Assignment | Copy each line below in which the string "found" occurs.

(Natural language region descriptions)

------------------------------------------------

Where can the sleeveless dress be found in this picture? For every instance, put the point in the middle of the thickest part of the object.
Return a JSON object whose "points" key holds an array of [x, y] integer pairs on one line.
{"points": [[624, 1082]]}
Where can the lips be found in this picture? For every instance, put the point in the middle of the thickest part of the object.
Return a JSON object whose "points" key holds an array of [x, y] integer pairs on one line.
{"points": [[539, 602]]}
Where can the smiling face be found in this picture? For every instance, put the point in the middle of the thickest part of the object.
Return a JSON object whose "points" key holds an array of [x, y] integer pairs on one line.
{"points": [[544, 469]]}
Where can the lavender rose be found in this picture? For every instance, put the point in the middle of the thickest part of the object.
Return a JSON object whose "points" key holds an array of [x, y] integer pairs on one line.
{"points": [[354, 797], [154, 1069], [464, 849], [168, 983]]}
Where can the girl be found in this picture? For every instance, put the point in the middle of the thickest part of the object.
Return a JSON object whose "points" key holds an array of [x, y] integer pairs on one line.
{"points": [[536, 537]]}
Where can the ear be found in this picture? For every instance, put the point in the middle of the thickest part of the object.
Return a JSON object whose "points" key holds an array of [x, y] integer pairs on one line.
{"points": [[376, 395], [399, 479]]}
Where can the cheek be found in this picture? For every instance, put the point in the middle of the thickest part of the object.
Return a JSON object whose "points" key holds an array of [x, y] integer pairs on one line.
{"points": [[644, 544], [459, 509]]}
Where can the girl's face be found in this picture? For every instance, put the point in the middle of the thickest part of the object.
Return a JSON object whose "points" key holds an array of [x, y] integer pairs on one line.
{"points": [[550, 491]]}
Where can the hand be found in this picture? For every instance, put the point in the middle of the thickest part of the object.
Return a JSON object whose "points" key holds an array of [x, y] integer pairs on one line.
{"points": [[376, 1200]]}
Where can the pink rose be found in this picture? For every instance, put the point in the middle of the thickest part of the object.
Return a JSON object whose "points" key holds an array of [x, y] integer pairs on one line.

------------------------------------------------

Answer box |
Where can the sleeveless dress be found in this picture? For every instance, put the point in the middle of the thickest part of the object.
Where can the lips be found in this picture? For every instance, put the point in the middle of the thickest part of the object.
Where can the smiling face be found in this picture? For every instance, put the point in the middle of the thickest part of the object.
Where can the lavender rose be found in this picture? For every instance, put the point in the middle of the thickest part of the object.
Where can the girl be found in this picture? For every instance, put the point in the middle of the thickest part of the object.
Where can the ear be found in this picture? For every instance, put the point in the middle of the thickest part of the object.
Where can the cheek be found in this picture? For every instance, put the point in the middle of the thickest part of the object.
Where can the girl's face be found in this picture? For every instance, put the point in the middle of the thickest part of the object.
Where can the hand be found in this picture? For every instance, put the point in the middle of the thickest part of the object.
Where can the pink rose be found in this picture? For every instance, put the point in the middle of the thickest part of the object.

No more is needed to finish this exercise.